Write out the records below word for word, please.

=== DATA EXTRACTS ===

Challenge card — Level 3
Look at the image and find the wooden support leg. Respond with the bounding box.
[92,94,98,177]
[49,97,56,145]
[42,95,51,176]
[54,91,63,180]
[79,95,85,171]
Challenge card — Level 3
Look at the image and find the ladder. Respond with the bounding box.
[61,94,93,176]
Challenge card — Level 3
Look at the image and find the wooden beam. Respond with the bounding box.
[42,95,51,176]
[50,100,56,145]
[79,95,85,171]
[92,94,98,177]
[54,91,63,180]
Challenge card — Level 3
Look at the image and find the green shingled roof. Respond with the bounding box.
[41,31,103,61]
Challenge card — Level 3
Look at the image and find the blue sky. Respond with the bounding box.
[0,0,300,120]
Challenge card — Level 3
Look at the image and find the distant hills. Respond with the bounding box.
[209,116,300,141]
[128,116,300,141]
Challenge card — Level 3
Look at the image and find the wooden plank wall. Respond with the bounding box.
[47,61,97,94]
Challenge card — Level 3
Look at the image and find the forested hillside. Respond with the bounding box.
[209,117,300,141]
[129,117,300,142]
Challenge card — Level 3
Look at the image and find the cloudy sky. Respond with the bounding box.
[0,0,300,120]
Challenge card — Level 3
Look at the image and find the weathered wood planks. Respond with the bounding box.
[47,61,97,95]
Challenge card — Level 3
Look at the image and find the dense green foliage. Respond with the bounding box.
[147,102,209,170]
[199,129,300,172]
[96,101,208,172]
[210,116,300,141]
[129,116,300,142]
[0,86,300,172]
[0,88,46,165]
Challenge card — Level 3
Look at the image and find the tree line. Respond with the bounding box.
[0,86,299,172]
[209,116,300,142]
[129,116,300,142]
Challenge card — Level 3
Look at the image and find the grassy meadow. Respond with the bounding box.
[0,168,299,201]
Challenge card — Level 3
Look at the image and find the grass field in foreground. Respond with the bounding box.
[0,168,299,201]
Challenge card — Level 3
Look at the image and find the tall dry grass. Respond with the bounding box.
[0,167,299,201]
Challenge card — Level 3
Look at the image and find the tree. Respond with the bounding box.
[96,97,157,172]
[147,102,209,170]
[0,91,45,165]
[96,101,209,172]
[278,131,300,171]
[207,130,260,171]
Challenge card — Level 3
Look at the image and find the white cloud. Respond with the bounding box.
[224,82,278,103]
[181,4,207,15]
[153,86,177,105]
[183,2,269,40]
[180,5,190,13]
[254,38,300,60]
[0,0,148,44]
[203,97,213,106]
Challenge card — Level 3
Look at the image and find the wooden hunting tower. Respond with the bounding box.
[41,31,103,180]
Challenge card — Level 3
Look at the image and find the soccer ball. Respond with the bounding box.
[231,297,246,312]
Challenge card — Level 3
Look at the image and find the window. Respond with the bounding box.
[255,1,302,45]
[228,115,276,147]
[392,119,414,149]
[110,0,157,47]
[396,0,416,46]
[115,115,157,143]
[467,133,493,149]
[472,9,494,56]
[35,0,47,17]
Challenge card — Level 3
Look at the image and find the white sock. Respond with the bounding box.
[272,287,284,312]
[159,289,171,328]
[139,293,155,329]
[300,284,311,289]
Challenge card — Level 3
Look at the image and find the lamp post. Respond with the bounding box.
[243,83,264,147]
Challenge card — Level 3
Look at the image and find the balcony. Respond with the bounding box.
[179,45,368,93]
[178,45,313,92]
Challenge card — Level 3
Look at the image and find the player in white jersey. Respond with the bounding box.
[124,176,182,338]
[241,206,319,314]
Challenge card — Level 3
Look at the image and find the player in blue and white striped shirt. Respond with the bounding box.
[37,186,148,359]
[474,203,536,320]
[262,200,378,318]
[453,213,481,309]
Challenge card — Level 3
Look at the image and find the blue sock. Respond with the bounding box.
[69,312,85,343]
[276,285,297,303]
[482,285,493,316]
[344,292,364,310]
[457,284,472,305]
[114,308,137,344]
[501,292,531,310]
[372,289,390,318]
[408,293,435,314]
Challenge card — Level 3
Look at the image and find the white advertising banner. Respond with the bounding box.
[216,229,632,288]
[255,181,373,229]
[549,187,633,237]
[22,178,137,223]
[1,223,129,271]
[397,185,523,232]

===

- YOUR SOLUTION
Challenge card — Level 3
Look at the image and find the wooden support leg. Respond with the bounding box.
[92,94,98,177]
[49,97,56,145]
[42,95,51,176]
[54,91,63,180]
[79,95,85,171]
Challenge card — Level 3
Look at the image and find the ladder. Respond with the bounding box.
[61,94,93,176]
Challenge card — Level 3
Look at the image and find the wooden beam. Respond with the bounding box.
[42,95,51,176]
[50,100,56,145]
[79,95,85,171]
[92,94,98,177]
[54,91,63,180]
Challenge card — Level 3
Look at the image and find the green shingled roof. Respond with the bounding box.
[41,31,103,61]
Challenge card — Level 3
Look at the image and find the blue sky. Respond with the bounding box.
[0,0,300,120]
Challenge card — Level 3
Look at the image and find the distant hills. Respond with the bounding box.
[209,116,300,141]
[128,116,300,141]
Challenge card — Level 3
Look at the image and find the wooden plank wall. Respond with the bounding box.
[47,61,97,94]
Challenge card — Level 3
Look at the image and find the forested hillside. Respond with the bounding box.
[209,117,300,141]
[129,117,300,142]
Challenge card — Level 3
Look at the image and find the cloudy sky. Respond with the bounding box.
[0,0,300,120]
Challenge card — Level 3
Look at the image and find the weathered wood planks. Respond with the bounding box.
[47,61,97,95]
Challenge card — Level 3
Look at the image and find the dense green foliage. Respond with the bounding box.
[147,102,209,170]
[199,129,300,172]
[96,101,208,172]
[210,116,300,141]
[129,116,300,142]
[0,86,300,172]
[0,88,46,165]
Challenge card — Level 3
Look at the image and find the tree line. Respond with the bounding box.
[0,86,299,172]
[209,116,300,142]
[129,116,300,142]
Challenge card — Level 3
Look at the image and find the grassy meadow. Respond with the bounding box.
[0,168,299,201]
Challenge card — Level 3
Look at the image and find the grass field in foreground. Respond with the bounding box.
[0,168,299,201]
Challenge card — Level 3
Look at the image and find the tall dry grass. Respond with the bounding box.
[0,167,299,201]
Challenge card — Level 3
Look at the image and find the tree. Respond with the bounding box.
[96,97,157,172]
[147,102,209,170]
[0,91,45,165]
[96,101,209,172]
[278,131,300,171]
[207,130,260,171]
Challenge card — Level 3
Look at the image and find the white cloud. Respond with the bounding box.
[224,82,278,103]
[181,4,207,15]
[153,86,177,105]
[183,2,269,40]
[180,5,190,13]
[254,38,300,60]
[0,0,148,44]
[203,97,213,106]
Challenge card — Level 3
Look at the image and find the wooden hunting tower. Respond with the bounding box.
[41,31,103,180]
Challenge card — Level 3
Look at the image and find the soccer ball. Respond with the bounding box.
[231,297,246,312]
Challenge card — Level 3
Look at the image and find the window. Respond with the bounding box.
[255,1,302,45]
[228,115,276,147]
[392,119,414,149]
[110,0,157,47]
[396,0,416,46]
[115,115,157,143]
[467,133,493,149]
[472,9,494,56]
[35,0,47,17]
Challenge card — Level 3
Look at the image and find the white sock. Respond with the bounding box.
[272,287,284,312]
[159,289,171,328]
[139,293,155,329]
[300,284,311,289]
Challenge card — Level 3
Look at the image and find the lamp post. Respond with the bounding box.
[243,83,264,147]
Challenge card — Level 3
Look at the image and find the balcony. Respond with the bounding box.
[179,45,368,93]
[178,45,313,92]
Challenge card — Level 3
Look at the image and find the player in white jersey. Respond with the bounding box.
[124,176,182,338]
[241,206,319,314]
Challenge card — Level 3
Look at the image and find the player in blue and white striped shirt. Respond with the bounding box.
[37,186,148,359]
[474,203,536,320]
[262,200,378,318]
[453,213,481,309]
Challenge card — Level 3
Look at the image and find the blue sock. Respond with the bounding box.
[69,312,85,343]
[276,285,297,303]
[482,285,493,316]
[344,292,364,310]
[457,284,472,305]
[114,308,137,344]
[501,292,531,310]
[372,289,390,318]
[408,293,435,314]
Challenge card — Level 3
Look at the image and find the white advertising banner. Respond with the bounding box.
[216,229,632,288]
[255,181,373,229]
[549,187,633,237]
[22,178,137,223]
[1,223,129,271]
[397,185,523,232]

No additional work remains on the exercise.